• **Reading text**:
--- START ---

My best wishes go out to the awesome Portland & Western Crews running the WES, and to TriMet, I hope you guys get some serious ridership increases so they system can prove viable! Keep rolling, and I’m sure I’ll be out to ride again some day. Until then, I’m back to 100% urbanite lifestyles.
Adron, the first-year ridership might not necessarily be the shape of things to come. A good system will have ridership grow over the years.
When L.A. started reintroducing rail travel, the conventional wisdom was that we had spent billions running empty trains. Not only that, but if you had tried to forecast based on existing bus ridership, L.A. should have prepared to decommission all public transit assets, not build for growth.
Yet, oddly, less than 10 years after light rail had been reintroduced, L.A. had the busiest light rail line in the country and transit ridership had finally begun to rebound.
So you have to take a long view about this.
I assumed first year ridership wouldn’t be too high. But it’s a bit below even my lowball estimates, which causes me a bit of fear. I really do want to the line to be uber successful. I’d like to see decent DMU style service all over the area (we could definitely use it).
The other part I fear, is that I don’t see Portland attracting too much business to the area in which it runs. Unless they have a magic trick to pull off, the area has already lost a few big employers in and around the area. Another few in the Wilsonville area aren’t doing too well. Thus my increasing concern that the start line isn’t going to be so starter if the ridership doesn’t pick up.
"Yet, oddly, less than 10 years after light rail had been reintroduced, L.A. had the busiest light rail line in the country and transit ridership had finally begun to rebound. "
It should also be noted that the Los Angeles basin has a higher percentage of "trips taken by transit" than Portland does; somewhat ironic but true.
Los Angeles has a far greater transit network, and decent bus connections can be found at each rail stop. Los Angeles builds transit for the sake of transit – moving people. Transit Oriented Development comes after the need to move people is accomplished.
In Portland, we have already lost sight of actually moving people. WES wasn’t built to move people, it was built because it was sexy and we could. Even the FTA didn’t think the ridership was there, but had its professional analysis overridden by Congress.

--- END ---

• **What to work on**:
Reproduce the WES ridership discussion word for word between "I assumed first" and "definitely use it).", inclusive.

• **Extracted material**:
--- START ---

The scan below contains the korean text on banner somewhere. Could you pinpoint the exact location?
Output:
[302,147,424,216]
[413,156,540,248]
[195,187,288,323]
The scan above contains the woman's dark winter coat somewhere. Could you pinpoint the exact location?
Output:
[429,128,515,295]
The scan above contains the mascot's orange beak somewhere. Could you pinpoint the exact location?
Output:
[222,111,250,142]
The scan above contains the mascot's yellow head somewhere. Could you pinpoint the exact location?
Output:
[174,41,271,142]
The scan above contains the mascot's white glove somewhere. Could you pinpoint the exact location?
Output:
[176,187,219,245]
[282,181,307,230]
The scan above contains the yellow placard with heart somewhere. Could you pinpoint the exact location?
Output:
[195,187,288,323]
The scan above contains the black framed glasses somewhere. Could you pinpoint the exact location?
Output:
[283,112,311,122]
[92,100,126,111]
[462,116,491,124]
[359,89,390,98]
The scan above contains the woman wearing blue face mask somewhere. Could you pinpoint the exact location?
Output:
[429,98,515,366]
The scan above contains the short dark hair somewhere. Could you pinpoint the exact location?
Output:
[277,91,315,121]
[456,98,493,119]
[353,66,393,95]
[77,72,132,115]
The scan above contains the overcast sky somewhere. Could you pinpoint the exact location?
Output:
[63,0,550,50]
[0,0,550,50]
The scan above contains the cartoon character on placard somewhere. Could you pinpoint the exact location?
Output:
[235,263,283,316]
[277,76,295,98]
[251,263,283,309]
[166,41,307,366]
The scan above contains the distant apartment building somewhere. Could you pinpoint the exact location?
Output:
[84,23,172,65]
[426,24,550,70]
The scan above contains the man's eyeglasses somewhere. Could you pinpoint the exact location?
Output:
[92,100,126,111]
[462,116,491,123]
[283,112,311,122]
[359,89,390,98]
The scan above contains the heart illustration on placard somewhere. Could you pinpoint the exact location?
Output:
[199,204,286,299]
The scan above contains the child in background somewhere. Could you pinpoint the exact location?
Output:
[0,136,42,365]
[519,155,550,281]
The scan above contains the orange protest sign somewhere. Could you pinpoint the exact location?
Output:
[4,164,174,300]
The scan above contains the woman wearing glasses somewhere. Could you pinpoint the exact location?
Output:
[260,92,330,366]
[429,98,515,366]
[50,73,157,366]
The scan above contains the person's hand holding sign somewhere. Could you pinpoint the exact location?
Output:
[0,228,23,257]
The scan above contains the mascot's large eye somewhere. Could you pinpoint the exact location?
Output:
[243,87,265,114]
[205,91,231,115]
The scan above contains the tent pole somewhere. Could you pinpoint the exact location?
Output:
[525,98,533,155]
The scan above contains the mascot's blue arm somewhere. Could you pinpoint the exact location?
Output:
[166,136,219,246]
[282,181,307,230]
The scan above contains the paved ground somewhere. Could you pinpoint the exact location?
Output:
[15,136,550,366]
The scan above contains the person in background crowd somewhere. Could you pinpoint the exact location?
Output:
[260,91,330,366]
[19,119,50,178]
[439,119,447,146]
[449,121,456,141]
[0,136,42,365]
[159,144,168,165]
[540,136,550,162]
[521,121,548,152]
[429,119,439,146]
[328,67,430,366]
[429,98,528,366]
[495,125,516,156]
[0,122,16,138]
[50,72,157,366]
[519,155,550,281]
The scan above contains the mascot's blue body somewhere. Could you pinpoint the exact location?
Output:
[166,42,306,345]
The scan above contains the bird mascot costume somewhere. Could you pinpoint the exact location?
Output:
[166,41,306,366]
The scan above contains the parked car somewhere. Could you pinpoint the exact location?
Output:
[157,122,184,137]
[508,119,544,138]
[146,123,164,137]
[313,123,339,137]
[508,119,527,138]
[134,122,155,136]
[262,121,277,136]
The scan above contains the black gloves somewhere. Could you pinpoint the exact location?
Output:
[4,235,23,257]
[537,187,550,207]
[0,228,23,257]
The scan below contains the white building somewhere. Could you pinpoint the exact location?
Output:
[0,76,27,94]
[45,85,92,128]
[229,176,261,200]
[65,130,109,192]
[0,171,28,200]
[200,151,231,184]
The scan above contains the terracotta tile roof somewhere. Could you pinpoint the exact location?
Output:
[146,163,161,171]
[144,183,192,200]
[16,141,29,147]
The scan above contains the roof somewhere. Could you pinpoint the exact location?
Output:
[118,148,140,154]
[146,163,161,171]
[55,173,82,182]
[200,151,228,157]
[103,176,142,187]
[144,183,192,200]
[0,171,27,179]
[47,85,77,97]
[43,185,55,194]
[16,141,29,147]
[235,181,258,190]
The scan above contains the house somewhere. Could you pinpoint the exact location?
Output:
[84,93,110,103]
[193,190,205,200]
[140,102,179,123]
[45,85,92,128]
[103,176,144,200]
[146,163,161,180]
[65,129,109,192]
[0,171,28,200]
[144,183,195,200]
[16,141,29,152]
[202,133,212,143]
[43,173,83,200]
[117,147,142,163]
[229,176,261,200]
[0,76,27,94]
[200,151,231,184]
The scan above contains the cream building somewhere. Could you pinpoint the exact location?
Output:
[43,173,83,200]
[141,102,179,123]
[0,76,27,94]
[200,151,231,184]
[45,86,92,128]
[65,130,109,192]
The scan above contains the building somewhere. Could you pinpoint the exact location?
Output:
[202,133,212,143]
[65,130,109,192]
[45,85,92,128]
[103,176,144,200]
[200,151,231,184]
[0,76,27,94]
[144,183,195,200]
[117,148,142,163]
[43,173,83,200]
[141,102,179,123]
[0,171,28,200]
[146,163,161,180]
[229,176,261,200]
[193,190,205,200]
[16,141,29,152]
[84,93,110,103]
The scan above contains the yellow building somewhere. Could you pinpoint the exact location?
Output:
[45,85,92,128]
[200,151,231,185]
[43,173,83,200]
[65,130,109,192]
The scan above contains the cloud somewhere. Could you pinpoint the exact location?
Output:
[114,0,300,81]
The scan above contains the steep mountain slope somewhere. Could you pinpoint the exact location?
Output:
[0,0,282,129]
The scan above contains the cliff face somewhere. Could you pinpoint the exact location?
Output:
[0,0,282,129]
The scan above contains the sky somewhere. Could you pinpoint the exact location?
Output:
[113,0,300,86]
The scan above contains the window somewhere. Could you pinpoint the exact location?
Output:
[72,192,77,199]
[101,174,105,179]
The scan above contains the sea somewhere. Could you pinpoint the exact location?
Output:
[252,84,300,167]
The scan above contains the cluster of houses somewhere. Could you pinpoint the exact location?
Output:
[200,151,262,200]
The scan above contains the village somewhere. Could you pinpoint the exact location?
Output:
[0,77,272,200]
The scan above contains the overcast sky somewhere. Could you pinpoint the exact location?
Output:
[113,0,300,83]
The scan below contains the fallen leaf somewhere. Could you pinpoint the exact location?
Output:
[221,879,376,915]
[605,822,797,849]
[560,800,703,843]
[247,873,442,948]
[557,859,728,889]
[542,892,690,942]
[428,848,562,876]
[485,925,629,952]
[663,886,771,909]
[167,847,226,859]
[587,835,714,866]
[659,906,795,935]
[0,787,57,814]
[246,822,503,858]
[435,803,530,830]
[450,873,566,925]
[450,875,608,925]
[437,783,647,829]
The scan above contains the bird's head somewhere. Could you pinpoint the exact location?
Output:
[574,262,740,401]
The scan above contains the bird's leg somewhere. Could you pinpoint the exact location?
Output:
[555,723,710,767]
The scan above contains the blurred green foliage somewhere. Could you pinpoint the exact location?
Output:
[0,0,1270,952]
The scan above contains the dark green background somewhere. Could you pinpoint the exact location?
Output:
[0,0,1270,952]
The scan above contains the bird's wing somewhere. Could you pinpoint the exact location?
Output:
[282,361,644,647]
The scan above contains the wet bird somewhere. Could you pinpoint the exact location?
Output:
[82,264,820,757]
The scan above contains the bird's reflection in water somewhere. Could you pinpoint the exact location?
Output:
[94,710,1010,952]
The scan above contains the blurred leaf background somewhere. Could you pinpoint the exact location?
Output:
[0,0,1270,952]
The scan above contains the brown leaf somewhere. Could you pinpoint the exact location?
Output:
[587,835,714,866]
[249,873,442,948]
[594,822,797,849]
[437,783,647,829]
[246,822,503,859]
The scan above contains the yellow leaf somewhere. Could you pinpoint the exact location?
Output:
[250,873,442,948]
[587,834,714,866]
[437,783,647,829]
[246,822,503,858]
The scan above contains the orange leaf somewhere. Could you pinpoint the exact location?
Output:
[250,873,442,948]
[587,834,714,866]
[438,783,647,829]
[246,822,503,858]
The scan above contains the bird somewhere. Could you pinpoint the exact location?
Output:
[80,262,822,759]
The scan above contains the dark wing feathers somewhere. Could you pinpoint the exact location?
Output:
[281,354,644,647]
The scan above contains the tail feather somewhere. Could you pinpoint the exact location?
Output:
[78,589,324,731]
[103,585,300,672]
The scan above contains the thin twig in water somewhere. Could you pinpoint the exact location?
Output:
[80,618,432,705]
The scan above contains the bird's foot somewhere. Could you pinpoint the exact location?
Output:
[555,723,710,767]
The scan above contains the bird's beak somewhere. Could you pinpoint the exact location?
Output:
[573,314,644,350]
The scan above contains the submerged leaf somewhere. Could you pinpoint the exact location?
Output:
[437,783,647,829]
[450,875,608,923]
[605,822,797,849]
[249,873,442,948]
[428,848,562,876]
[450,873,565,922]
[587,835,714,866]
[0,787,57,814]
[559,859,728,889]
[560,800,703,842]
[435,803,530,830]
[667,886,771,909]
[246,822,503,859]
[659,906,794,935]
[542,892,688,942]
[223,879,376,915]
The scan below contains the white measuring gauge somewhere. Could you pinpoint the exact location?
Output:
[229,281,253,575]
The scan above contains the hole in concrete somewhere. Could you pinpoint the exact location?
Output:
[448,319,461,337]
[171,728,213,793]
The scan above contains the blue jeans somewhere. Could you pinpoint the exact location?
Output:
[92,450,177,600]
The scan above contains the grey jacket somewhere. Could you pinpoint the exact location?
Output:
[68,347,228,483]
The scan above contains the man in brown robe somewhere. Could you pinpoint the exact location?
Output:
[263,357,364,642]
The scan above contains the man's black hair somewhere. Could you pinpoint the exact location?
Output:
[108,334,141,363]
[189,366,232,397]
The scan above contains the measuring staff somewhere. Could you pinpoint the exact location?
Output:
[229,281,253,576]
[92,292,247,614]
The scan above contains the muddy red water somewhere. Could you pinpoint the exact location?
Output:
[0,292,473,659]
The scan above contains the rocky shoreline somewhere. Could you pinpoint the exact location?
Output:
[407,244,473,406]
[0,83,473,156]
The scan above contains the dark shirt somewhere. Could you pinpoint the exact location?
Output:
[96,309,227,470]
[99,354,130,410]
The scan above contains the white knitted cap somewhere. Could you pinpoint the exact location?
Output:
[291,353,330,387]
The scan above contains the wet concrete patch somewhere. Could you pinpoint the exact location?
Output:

--- END ---

• **Worked answer**:
I assumed first year ridership wouldn’t be too high. But it’s a bit below even my lowball estimates, which causes me a bit of fear. I really do want to the line to be uber successful. I’d like to see decent DMU style service all over the area (we could definitely use it).